▶ [Direction 1]: Can you print the deployment notes for sourcegraph.com in full, keeping every word and line unchanged?
#### Document segment
To learn more about this deployment, see instances.

Deploying to sourcegraph.com

Every commit to the release branch (the default branch) on deploy-sourcegraph-cloud deploys the Kubernetes YAML in this repository to our dot-com cluster in CI (i.e. if CI is green then the latest config in the release branch is deployed).

Deploys on sourcegraph.com are currently handled by Renovate. The Renovate dashboard shows logs for previous runs and allows you to predict when the next run will happen.

If you want to expedite a deploy, you can manually create and merge a PR that updates the Docker image tags in deploy-sourcegraph-cloud. You can find the desired Docker image tags by looking at the output of the Docker build step in CI on sourcegraph/sourcegraph main branch or by looking at Docker Hub.

Deploying to sourcegraph.com during code freeze

Note: sample for code freeze.

Image build

To ensure stability during a code freeze, a separate release/YYYY-MM-dd branch will be created from main, with only approved commits to be cherry-picked onto release/YYYY-MM-dd branch for release. To ensure any compability between the main and release/YYYY-MM-dd branches, ALL commits must first be merged to main and pass CI for being cherry-picked. All tests will be run on the release/YYYY-MM-dd branch and must pass before docker images are published to docker hub. When creating a hotfix PR in sourcegraph/sourcegraph, it is important to create a branch with prefix main-dry-run/ (it enables CI pipeline similar to the pipeline which is run against every commit in main branch). This can be done with:

sg ci build main-dry-run

More about pipeline run types.
########
#### Task input
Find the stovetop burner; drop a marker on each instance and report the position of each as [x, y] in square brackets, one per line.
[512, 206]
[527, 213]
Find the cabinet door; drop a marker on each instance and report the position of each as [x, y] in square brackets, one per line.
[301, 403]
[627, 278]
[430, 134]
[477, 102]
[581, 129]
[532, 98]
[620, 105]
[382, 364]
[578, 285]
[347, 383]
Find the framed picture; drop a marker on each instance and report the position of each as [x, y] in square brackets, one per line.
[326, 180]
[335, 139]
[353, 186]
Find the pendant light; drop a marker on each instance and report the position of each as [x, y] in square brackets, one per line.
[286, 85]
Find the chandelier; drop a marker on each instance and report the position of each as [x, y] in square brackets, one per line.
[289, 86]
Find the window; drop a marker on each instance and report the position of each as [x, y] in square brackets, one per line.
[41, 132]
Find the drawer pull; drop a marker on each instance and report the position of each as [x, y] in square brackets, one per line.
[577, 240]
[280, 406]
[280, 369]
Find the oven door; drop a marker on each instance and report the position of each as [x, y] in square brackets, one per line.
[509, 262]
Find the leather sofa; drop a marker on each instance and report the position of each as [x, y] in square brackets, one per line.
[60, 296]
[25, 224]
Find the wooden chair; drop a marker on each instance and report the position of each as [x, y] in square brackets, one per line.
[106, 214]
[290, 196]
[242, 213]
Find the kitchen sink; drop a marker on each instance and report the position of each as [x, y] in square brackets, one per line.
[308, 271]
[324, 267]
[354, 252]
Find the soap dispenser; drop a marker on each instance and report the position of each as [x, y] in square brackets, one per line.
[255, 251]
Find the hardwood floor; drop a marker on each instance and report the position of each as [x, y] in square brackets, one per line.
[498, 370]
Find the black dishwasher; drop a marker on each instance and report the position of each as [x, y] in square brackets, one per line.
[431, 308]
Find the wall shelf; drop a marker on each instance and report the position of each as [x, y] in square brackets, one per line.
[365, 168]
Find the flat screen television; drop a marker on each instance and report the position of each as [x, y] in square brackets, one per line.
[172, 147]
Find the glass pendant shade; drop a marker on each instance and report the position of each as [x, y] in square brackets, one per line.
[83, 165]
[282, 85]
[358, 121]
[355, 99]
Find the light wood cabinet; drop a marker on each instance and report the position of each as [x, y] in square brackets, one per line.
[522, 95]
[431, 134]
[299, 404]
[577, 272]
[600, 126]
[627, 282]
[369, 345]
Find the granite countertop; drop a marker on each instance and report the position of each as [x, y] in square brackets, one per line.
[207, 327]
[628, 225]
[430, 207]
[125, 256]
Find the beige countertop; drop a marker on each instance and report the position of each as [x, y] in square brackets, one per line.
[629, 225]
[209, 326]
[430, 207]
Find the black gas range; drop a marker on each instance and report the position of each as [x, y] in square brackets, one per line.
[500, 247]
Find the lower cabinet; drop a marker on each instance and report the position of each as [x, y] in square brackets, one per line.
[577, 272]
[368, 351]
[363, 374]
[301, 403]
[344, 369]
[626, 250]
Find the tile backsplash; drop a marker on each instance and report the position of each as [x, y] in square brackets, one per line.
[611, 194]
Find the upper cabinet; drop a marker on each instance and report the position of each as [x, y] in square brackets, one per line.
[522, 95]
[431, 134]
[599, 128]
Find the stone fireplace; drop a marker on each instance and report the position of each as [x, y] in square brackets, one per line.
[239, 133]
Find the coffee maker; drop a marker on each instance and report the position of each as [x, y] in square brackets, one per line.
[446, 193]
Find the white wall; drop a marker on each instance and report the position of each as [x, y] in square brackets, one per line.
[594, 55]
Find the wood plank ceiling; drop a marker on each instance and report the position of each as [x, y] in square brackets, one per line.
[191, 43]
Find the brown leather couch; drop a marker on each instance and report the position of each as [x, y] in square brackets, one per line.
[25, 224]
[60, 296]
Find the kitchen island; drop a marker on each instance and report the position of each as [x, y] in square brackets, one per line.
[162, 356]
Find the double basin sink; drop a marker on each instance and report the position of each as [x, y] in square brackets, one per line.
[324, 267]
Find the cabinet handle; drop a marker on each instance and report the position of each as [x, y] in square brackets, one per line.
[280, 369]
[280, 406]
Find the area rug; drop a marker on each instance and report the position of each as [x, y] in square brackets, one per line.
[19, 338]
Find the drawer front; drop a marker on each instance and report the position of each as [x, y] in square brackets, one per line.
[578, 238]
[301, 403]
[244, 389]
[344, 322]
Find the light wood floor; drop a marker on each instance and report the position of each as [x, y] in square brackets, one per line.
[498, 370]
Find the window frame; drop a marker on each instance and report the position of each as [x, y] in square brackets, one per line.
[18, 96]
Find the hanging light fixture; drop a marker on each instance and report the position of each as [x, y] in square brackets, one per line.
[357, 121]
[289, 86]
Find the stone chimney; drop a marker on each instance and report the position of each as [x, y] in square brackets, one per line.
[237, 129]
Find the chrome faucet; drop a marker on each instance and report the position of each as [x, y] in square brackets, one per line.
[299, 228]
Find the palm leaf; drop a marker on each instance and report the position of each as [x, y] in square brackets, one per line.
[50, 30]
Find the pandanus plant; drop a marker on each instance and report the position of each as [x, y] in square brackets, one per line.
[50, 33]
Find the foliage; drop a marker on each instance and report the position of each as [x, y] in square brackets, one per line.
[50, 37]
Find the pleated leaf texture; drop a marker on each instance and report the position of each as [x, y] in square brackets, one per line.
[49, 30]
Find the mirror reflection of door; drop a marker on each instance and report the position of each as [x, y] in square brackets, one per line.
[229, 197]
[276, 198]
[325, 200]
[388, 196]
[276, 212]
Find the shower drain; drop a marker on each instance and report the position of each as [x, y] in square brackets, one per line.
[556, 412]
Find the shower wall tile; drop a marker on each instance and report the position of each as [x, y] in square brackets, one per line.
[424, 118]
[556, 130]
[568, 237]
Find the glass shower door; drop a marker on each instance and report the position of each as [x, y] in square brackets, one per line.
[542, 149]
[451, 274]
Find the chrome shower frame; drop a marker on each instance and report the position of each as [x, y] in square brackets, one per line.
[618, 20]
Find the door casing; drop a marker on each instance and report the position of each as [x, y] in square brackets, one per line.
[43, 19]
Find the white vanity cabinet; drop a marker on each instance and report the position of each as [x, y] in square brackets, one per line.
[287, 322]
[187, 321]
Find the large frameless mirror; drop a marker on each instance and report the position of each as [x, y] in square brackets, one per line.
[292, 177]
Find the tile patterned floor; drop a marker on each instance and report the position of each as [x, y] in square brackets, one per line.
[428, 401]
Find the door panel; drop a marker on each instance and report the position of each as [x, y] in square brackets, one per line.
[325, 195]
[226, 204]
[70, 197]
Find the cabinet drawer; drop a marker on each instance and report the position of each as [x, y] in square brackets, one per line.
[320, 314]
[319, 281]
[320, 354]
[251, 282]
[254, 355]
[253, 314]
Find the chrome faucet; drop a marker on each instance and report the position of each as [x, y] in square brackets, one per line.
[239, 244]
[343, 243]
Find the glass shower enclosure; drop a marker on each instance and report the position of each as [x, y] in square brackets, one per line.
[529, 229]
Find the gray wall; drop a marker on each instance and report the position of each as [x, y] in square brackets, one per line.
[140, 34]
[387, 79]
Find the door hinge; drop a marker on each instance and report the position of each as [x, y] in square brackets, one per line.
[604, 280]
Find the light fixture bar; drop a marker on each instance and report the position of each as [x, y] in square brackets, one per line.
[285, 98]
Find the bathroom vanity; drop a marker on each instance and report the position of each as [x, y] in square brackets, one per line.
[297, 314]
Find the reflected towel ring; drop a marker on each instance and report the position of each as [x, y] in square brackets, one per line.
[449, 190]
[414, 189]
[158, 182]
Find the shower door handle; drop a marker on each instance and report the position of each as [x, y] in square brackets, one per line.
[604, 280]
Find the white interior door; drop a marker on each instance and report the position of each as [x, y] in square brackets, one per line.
########
▶ [Direction 2]: Which lines in the records above contain the word "vanity"? Locate each one and copy it out in full.

▶ [Exercise response 1]:
To learn more about this deployment, see instances.

Deploying to sourcegraph.com

Every commit to the release branch (the default branch) on deploy-sourcegraph-cloud deploys the Kubernetes YAML in this repository to our dot-com cluster in CI (i.e. if CI is green then the latest config in the release branch is deployed).

Deploys on sourcegraph.com are currently handled by Renovate. The Renovate dashboard shows logs for previous runs and allows you to predict when the next run will happen.

If you want to expedite a deploy, you can manually create and merge a PR that updates the Docker image tags in deploy-sourcegraph-cloud. You can find the desired Docker image tags by looking at the output of the Docker build step in CI on sourcegraph/sourcegraph main branch or by looking at Docker Hub.

Deploying to sourcegraph.com during code freeze

Note: sample for code freeze.

Image build

To ensure stability during a code freeze, a separate release/YYYY-MM-dd branch will be created from main, with only approved commits to be cherry-picked onto release/YYYY-MM-dd branch for release. To ensure any compability between the main and release/YYYY-MM-dd branches, ALL commits must first be merged to main and pass CI for being cherry-picked. All tests will be run on the release/YYYY-MM-dd branch and must pass before docker images are published to docker hub. When creating a hotfix PR in sourcegraph/sourcegraph, it is important to create a branch with prefix main-dry-run/ (it enables CI pipeline similar to the pipeline which is run against every commit in main branch). This can be done with:

sg ci build main-dry-run

More about pipeline run types.

▶ [Exercise response 2]:
Find the white vanity cabinet; drop a marker on each instance and report the position of each as [x, y] in square brackets, one per line.
Find the bathroom vanity; drop a marker on each instance and report the position of each as [x, y] in square brackets, one per line.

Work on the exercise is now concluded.